(Records from a data source)
********

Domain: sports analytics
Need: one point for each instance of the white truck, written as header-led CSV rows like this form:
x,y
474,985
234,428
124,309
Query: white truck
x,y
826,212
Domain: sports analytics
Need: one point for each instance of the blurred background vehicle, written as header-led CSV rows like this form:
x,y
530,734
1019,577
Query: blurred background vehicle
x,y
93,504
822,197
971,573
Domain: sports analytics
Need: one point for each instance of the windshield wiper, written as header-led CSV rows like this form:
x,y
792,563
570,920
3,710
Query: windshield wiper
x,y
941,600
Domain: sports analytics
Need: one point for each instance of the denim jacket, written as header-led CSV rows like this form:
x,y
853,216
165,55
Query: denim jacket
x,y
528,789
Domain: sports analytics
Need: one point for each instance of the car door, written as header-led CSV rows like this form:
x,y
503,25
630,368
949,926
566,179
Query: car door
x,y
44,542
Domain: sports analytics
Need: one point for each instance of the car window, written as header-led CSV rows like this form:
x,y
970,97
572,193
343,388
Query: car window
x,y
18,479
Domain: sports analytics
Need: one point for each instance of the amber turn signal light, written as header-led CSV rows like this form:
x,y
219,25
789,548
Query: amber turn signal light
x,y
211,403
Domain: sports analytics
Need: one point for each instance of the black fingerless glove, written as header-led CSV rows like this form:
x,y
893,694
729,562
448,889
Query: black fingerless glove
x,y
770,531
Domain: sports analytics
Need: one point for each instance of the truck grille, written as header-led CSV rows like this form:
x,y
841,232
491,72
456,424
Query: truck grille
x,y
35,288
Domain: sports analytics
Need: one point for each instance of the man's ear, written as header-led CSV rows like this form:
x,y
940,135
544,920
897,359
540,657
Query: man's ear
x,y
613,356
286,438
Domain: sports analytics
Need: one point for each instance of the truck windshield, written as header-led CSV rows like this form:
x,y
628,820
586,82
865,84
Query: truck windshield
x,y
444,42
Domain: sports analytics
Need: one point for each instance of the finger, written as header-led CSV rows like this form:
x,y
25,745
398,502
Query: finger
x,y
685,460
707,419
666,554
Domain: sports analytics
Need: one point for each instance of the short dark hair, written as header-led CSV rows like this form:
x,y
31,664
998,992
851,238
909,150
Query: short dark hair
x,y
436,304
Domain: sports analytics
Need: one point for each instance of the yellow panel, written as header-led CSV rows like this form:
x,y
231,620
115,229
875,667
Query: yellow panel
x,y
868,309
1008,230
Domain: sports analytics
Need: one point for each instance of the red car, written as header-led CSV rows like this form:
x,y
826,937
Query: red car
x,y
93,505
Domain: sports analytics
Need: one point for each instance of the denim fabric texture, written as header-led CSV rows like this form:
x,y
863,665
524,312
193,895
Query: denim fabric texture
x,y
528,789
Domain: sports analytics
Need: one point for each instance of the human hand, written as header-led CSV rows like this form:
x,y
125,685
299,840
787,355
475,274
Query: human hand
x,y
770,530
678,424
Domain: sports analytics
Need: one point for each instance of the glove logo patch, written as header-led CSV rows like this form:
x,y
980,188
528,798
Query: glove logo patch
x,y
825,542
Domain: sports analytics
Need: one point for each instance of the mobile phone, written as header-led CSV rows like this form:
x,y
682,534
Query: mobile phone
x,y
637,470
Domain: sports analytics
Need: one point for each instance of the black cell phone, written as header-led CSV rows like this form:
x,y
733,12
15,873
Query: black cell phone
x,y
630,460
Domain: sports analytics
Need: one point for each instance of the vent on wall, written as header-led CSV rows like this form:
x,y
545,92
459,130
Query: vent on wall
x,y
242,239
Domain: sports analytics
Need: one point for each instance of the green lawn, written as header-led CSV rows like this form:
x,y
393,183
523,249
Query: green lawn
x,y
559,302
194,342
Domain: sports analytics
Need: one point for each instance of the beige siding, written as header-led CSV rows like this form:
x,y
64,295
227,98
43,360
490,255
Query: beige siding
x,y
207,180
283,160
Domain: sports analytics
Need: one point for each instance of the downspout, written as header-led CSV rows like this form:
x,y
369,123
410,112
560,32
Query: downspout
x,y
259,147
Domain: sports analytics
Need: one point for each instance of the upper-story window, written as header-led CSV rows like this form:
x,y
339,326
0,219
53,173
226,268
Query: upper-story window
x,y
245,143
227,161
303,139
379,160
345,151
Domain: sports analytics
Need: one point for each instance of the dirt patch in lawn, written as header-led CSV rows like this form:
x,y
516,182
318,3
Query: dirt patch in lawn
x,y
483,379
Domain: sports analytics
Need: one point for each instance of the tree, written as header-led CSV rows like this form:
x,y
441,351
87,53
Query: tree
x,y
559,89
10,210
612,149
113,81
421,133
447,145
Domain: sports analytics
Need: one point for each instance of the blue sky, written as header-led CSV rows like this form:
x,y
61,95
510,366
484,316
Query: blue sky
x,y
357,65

********

**Assignment**: Give back the lines of the data exactly as they are written, from the first line through the line containing "Need: one point for each instance of the amber".

**The completed task**:
Domain: sports analytics
Need: one point for each instance of the white truck, written as header-led CSV rows like this form:
x,y
474,985
234,428
124,309
Query: white truck
x,y
826,212
Domain: sports analytics
Need: one point for each instance of the blurred background vehicle, written as header-led CSV rows like this form:
x,y
530,734
1019,577
Query: blurred background vehicle
x,y
93,504
822,197
971,573
Domain: sports analytics
Need: one point for each instance of the windshield wiper, written as header-led CSV rows like this form:
x,y
792,563
570,920
3,710
Query: windshield wiper
x,y
941,600
Domain: sports analytics
Need: one point for each instance of the denim jacket, written as header-led CSV rows like this form:
x,y
853,216
165,55
Query: denim jacket
x,y
528,789
Domain: sports analytics
Need: one point for each instance of the car door, written as header-led CSV rows like this form:
x,y
503,25
630,368
949,926
566,179
Query: car door
x,y
44,542
Domain: sports analytics
Need: one point for each instance of the car window, written as header-led CSV rows like this form:
x,y
970,97
572,193
343,388
Query: car window
x,y
18,479
Domain: sports analytics
Need: one point for each instance of the amber turn signal light, written as header-led CSV rows like this form:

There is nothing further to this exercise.